[Start Provided information]

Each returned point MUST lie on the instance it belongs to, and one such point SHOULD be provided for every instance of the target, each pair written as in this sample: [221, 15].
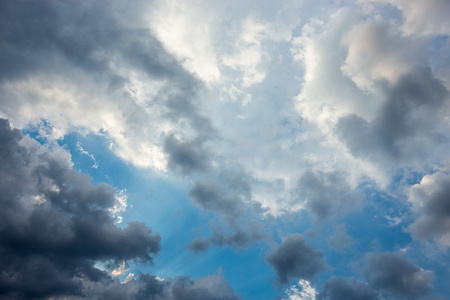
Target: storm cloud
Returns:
[338, 288]
[295, 259]
[327, 194]
[397, 275]
[431, 201]
[55, 224]
[405, 125]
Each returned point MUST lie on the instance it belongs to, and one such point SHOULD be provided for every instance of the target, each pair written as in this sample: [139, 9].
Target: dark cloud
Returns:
[215, 198]
[55, 225]
[90, 39]
[148, 287]
[338, 288]
[340, 239]
[403, 127]
[34, 33]
[295, 259]
[228, 201]
[396, 275]
[185, 157]
[431, 200]
[327, 193]
[237, 237]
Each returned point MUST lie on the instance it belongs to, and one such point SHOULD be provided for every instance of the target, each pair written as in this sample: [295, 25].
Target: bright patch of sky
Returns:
[225, 149]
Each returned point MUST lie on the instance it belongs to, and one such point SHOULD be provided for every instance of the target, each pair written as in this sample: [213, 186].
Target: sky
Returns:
[253, 150]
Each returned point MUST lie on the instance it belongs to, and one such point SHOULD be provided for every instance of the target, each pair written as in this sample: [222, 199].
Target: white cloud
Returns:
[303, 291]
[423, 17]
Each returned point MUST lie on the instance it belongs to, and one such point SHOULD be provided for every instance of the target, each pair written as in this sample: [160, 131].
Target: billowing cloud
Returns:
[340, 239]
[405, 126]
[423, 18]
[148, 287]
[295, 259]
[397, 275]
[327, 194]
[431, 201]
[55, 224]
[337, 288]
[229, 205]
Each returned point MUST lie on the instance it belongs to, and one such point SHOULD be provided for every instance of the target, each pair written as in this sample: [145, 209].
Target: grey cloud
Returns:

[End Provided information]

▶ [What to work on]:
Copy out the lines starting at the one containing "sample: [222, 199]." and ending with the last line of the entries. Include nothing else.

▶ [Task response]:
Each returned point MUST lie on the instance it belongs to, and one such point SHOULD be provided for every instance of the target, each pair written as in this sample: [222, 199].
Target: white cloud
Returns:
[303, 291]
[423, 17]
Each returned point MUST lie on the instance it belongs to, and one such point SHOULD be provided for every instance of the target, each pair written as in this sample: [160, 131].
Target: billowing cloud
Returns:
[340, 239]
[405, 126]
[423, 18]
[148, 287]
[295, 259]
[397, 275]
[327, 194]
[431, 201]
[55, 224]
[337, 288]
[229, 205]
Each returned point MUST lie on the instance it belongs to, and one such point SHOULD be provided for every instance of the target, each pair written as in this sample: [145, 209].
Target: grey cloud
Returns:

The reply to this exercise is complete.